Task to carry out:
Reproduce every item below verbatim, leaving out the pictures.

— Begin Dataset excerpts —

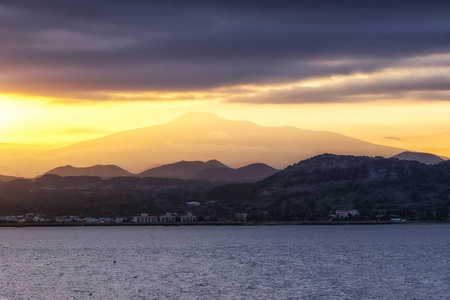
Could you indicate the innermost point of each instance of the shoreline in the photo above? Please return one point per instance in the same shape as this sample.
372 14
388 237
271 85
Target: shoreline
175 224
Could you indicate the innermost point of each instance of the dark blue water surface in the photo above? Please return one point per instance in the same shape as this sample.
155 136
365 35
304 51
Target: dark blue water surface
404 261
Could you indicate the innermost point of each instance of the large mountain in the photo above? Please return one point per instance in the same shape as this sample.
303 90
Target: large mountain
426 158
197 137
205 136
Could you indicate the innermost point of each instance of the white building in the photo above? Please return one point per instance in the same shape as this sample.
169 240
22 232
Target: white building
168 217
188 218
342 214
145 218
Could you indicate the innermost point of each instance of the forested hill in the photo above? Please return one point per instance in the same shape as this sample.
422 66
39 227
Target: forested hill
326 182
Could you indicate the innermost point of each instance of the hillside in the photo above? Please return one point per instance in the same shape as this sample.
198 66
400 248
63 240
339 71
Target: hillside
212 170
108 171
319 185
425 158
182 169
4 178
195 137
250 173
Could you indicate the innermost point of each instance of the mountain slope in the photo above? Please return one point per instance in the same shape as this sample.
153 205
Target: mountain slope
182 169
327 182
205 136
250 173
426 158
107 171
4 178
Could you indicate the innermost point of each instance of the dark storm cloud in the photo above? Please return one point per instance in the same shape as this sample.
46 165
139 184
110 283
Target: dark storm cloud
75 47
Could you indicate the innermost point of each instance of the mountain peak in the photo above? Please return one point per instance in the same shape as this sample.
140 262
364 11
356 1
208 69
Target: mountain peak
198 117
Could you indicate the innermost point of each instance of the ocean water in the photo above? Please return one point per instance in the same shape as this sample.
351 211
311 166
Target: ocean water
404 261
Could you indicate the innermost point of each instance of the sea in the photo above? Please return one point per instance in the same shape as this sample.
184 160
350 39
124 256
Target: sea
398 261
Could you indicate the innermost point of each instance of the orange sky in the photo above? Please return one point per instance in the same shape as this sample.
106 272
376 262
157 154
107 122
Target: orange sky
81 70
46 124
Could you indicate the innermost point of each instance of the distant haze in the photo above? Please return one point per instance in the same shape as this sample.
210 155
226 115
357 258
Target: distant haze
195 136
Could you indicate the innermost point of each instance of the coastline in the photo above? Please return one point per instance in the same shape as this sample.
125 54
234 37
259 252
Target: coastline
176 224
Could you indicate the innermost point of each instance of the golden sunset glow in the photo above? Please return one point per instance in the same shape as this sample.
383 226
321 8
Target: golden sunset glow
70 82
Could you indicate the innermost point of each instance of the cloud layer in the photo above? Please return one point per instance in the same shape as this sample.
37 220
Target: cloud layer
97 49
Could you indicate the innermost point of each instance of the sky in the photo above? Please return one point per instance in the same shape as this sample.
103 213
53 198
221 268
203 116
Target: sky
76 70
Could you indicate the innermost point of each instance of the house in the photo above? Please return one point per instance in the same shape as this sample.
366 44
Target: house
342 214
188 218
145 218
241 216
168 217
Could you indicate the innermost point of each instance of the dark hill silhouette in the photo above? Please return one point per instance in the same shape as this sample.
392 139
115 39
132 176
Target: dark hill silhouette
318 184
108 171
67 181
204 136
212 170
4 178
250 173
426 158
182 169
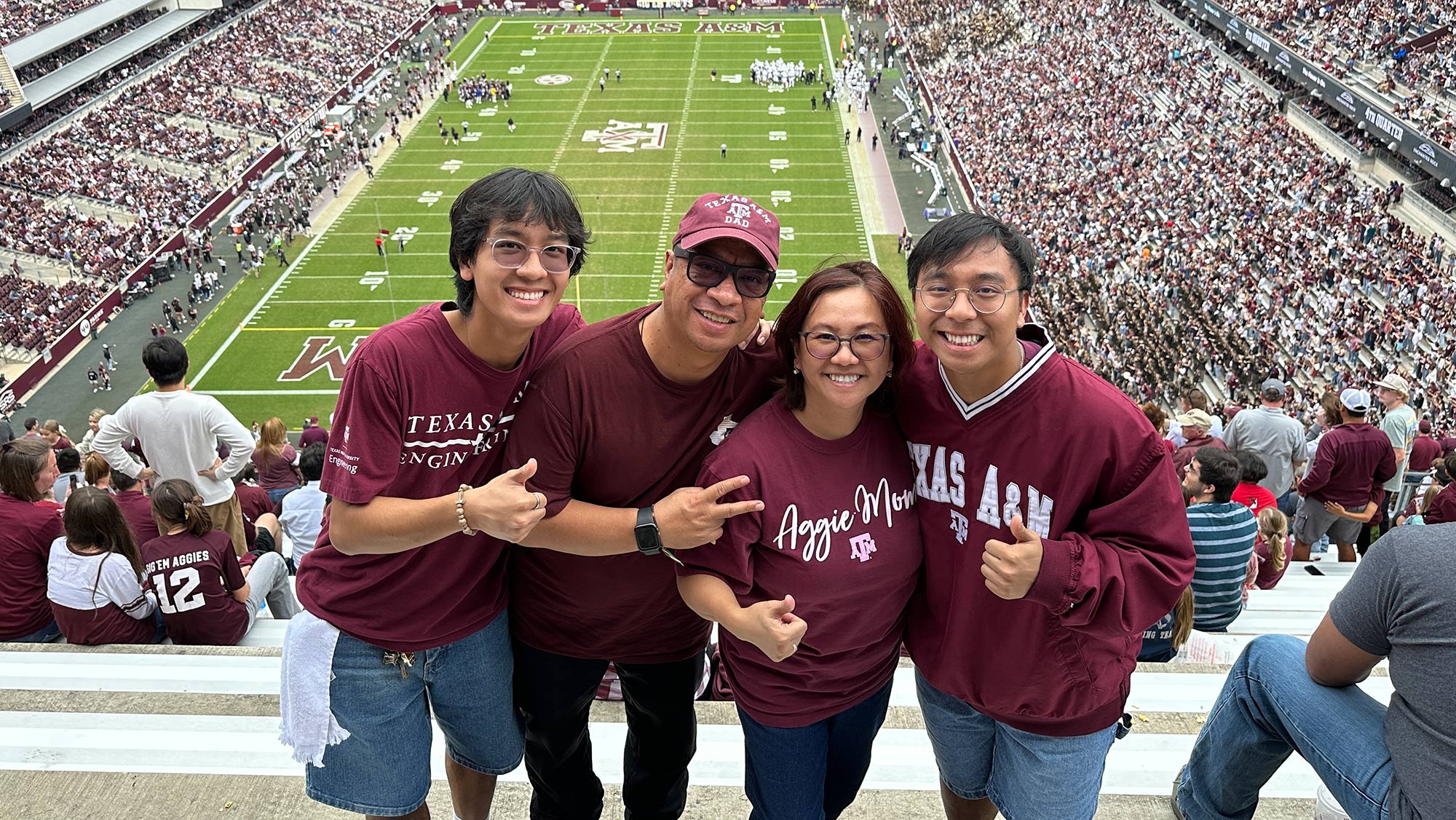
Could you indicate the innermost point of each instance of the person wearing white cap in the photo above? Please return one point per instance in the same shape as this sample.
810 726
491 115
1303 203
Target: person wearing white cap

— End Dataset excerpts —

Solved problem:
Could you indicate the innermost point of each instance of the shoreline in the photo above? Please return one point per instance in the same shape as this sample.
372 14
388 237
271 85
Target: shoreline
175 224
Could you indicate the innermost point of each instance of the dark blue water surface in the photo above? Please return one point per instance in the same shape as this sample.
155 136
365 35
304 51
Target: dark blue water surface
404 261
Could you indicate the innermost point of each instance of the large mountain in the photo above? Please return one point per instance in the same shape as this sample.
303 90
Target: large mountain
426 158
197 137
205 136
Could you indicate the innermost point of each instance of the white building in the photo above? Please return one point per instance in the same shape as this sample.
169 240
22 232
Target: white building
168 217
188 218
342 214
145 218
Could you indicate the innermost point of each instance of the forested hill in the photo above? Please return one point per instance in the same shape as this sample.
422 66
39 227
Target: forested hill
326 182
Could you indicate the innermost point of each instance of the hillside in the photo above? Please return one point per instance in the same shape as this sample.
198 66
400 248
63 240
339 71
Target: hillside
212 170
108 171
319 185
425 158
182 169
4 178
195 137
250 173
Could you indicate the innermost point of each instance of the mountain slope in the photo above? Please return one point per instance in the same shape as this sample.
153 205
Target: mountain slope
182 169
327 182
205 136
250 173
426 158
107 171
4 178
Could you indicate the innermost point of each instance of the dark storm cloud in the photo above? Please return one point per instance in the same shape as this sample.
46 165
139 184
110 283
Target: dark storm cloud
75 47
Could you indicate the innermost point of each instance of the mountain peak in the photo above? Please return one point per instance in the same shape as this sample.
140 262
364 11
356 1
208 69
Target: mountain peak
198 117
Could you indicate the innermost point of each instance of the ocean water in the photo above? Please return one point per instance in the same shape as this sample.
351 211
311 166
Target: ocean water
404 261
Could you indicate the innermost point of each instance of the sea in the photo above? Please return one point per instance in the same shape as this sample.
184 160
350 39
124 256
Target: sea
398 261
Could you indicate the innermost point of each instance of the orange sky in the photo above? Please return one point per instance in the same shape as this sample.
106 272
376 262
157 154
107 122
Target: orange sky
81 70
46 124
Could you indicate the innermost point of each instance of the distant haze in the photo above? Please return one point per instance in the same shape as this sample.
210 155
226 115
357 258
Target: distant haze
195 136
Could you indicate the innermost point of each instance of the coastline in the photo above? Please return one point per instance in the same shape as this sample.
125 54
234 37
259 252
Target: coastline
176 224
Could you indicate the innermost point of each instance of the golden sunset glow in the photo above? Please return one point per instance in the same shape as this sample.
383 226
321 8
Target: golden sunset glow
70 82
Could you indicate the innermost point of each instance of the cloud layer in the photo above? Please return one point per instance in the same shape as this sample.
37 220
Target: cloud layer
97 49
Could you indicate the innermost point of each instance of the sky in the photo above? Please return one point per instance in the same shape as this sample.
103 213
53 198
221 268
203 116
Target: sky
76 70
Could you indicate the innermost point of each instance of the house in the photo above? Please return one point per instance in the same shape as this sample.
366 44
Target: house
342 214
188 218
145 218
241 216
168 217
Could you indicate the innermost point of each instance of the dark hill silhouette in the photo above? Please return one point per instance in the same shape as this sample.
392 139
115 39
132 176
Target: dark hill silhouette
318 184
108 171
67 181
204 136
212 170
4 178
250 173
426 158
182 169
Could you indicate the innermost point of each instance of the person wearing white cap in the photo above? Please return one point per instance in the same shape as this sample.
810 726
491 115
1303 203
Target: person wearing white cap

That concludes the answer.